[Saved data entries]
◇ ◇ ◇ ◇ ◇

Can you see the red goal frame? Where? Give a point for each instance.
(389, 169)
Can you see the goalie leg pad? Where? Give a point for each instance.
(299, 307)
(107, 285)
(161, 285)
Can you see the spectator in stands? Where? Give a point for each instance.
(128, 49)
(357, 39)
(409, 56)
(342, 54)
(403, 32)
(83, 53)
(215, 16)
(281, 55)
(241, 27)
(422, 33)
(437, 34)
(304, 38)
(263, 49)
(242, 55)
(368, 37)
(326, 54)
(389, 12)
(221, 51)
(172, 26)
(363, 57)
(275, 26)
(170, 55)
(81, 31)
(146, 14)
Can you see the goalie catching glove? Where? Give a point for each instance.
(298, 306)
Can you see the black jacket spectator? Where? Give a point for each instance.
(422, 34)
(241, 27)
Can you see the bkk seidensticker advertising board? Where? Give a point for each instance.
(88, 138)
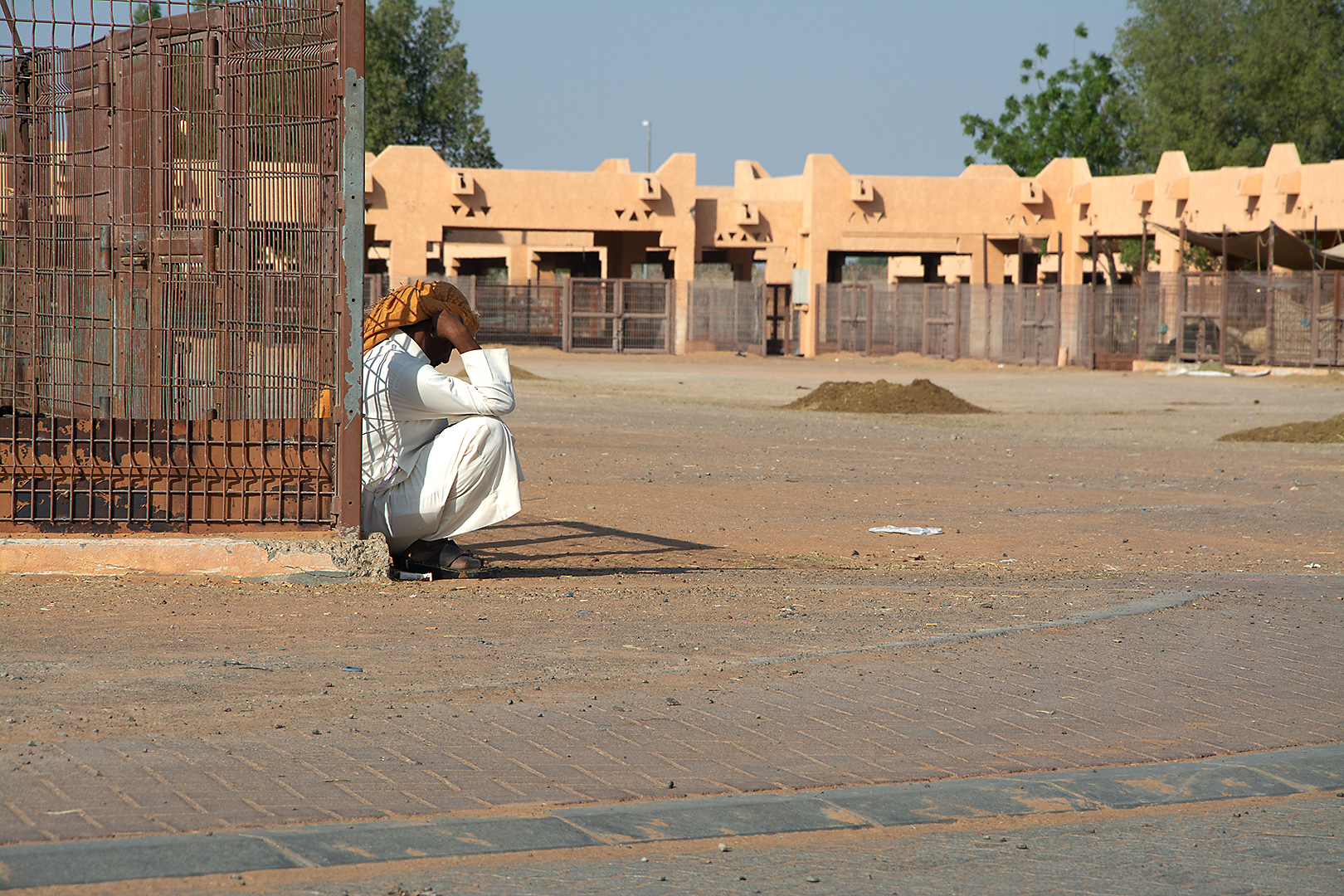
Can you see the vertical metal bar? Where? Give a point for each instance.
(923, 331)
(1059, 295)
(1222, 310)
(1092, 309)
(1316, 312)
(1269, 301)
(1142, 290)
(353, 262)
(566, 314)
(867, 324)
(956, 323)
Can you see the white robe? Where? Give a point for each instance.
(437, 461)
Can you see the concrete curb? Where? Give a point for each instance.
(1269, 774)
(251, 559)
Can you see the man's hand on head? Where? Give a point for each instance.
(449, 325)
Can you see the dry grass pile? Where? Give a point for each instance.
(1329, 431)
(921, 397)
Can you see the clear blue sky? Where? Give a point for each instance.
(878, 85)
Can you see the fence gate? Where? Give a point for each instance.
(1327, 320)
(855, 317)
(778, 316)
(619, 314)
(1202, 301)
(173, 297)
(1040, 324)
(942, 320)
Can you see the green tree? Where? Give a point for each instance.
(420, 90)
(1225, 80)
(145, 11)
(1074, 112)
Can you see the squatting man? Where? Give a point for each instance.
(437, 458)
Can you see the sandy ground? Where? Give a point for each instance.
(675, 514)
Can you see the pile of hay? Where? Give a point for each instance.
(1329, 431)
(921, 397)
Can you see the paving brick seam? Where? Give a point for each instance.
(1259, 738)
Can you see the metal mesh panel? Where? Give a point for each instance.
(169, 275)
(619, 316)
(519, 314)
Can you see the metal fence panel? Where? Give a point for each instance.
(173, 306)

◇ ◇ ◇ ◇ ◇

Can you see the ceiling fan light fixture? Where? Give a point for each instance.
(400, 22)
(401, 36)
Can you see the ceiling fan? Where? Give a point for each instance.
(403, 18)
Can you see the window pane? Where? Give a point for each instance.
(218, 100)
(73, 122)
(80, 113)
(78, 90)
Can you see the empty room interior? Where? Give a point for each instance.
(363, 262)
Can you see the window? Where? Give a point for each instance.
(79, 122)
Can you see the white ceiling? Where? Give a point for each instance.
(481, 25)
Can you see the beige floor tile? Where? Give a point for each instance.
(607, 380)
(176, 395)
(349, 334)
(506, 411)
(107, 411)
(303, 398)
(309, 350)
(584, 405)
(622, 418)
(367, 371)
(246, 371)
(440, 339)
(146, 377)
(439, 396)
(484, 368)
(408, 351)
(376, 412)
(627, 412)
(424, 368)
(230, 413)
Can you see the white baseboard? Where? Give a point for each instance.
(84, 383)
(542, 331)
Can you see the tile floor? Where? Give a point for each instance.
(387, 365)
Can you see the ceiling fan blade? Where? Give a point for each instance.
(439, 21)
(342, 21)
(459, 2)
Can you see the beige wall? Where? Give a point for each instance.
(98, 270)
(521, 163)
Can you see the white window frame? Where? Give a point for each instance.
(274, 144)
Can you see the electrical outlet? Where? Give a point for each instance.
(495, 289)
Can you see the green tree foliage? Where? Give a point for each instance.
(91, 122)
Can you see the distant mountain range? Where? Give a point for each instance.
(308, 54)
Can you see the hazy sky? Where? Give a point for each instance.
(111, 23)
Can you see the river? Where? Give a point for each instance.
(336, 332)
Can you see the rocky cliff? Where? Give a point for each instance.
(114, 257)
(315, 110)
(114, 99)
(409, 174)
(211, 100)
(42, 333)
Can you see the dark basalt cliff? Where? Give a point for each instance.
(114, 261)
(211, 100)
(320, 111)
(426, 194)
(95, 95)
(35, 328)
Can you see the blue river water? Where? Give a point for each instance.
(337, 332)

◇ ◇ ◇ ◇ ◇

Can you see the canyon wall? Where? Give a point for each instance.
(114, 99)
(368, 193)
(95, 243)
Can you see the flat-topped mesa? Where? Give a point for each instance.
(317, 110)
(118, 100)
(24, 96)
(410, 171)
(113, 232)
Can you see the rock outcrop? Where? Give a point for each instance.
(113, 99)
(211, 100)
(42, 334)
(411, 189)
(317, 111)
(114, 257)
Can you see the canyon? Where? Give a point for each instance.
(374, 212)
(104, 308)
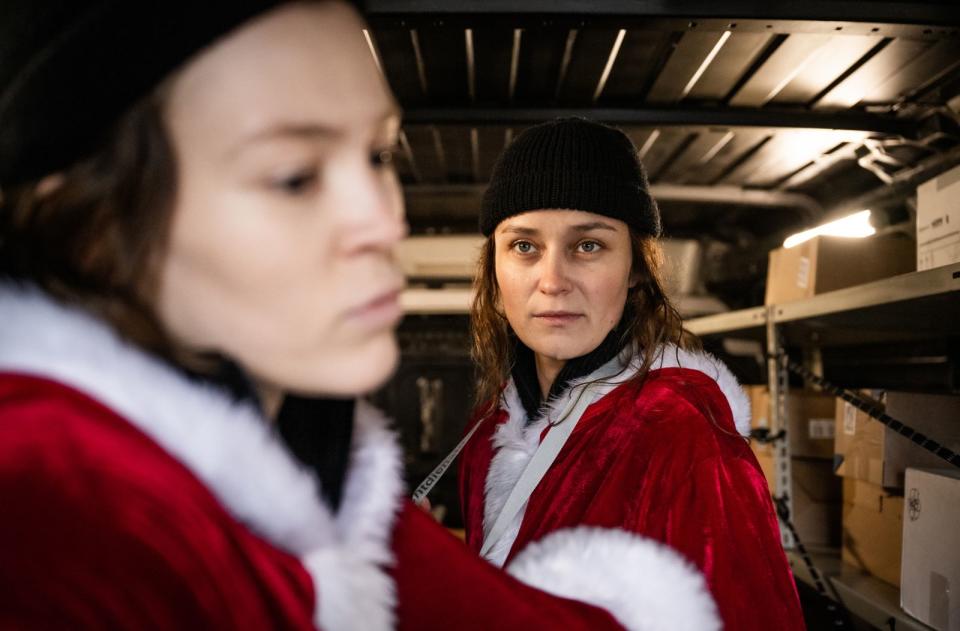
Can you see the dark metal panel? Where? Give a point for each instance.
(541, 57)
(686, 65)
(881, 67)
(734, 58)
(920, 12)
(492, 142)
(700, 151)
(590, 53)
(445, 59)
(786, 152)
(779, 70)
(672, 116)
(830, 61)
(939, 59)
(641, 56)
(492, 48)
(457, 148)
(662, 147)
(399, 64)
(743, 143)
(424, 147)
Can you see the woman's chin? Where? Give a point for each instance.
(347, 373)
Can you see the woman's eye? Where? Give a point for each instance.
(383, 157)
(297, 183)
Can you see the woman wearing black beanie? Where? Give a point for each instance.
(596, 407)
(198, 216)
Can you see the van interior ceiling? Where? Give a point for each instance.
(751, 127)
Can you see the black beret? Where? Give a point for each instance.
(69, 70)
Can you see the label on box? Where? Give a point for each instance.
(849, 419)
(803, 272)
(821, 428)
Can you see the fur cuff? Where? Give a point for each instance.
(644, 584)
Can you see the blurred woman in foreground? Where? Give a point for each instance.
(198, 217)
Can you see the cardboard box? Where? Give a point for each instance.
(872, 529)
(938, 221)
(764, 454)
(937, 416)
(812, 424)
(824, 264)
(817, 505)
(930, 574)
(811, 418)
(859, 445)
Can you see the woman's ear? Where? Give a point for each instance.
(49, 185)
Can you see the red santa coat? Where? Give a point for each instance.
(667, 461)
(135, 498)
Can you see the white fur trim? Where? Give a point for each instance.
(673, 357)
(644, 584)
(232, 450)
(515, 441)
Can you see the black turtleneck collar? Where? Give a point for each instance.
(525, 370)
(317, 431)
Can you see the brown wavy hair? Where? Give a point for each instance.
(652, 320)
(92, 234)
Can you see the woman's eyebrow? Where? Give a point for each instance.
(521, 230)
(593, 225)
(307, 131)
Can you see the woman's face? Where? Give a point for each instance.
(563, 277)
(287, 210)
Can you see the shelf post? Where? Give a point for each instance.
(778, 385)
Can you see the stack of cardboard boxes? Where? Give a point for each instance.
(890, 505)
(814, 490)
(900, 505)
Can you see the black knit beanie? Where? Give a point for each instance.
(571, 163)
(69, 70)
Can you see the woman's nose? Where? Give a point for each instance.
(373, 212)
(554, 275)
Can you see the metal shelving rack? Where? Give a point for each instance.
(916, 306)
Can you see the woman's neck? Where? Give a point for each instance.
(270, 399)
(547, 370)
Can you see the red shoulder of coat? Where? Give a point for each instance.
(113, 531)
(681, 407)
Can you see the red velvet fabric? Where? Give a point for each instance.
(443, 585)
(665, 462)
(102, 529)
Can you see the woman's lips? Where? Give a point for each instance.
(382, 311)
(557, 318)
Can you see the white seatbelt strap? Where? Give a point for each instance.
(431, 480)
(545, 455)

◇ ◇ ◇ ◇ ◇

*WHAT THIS TASK INVOLVES:* Find every line in the entries above that contains the word "canyon" and copy each of those lines in full.

*TASK SOLUTION:*
Can you see the canyon wall? Where? Give a point for each instance.
Can you see the canyon? Where? Give a point for each instance.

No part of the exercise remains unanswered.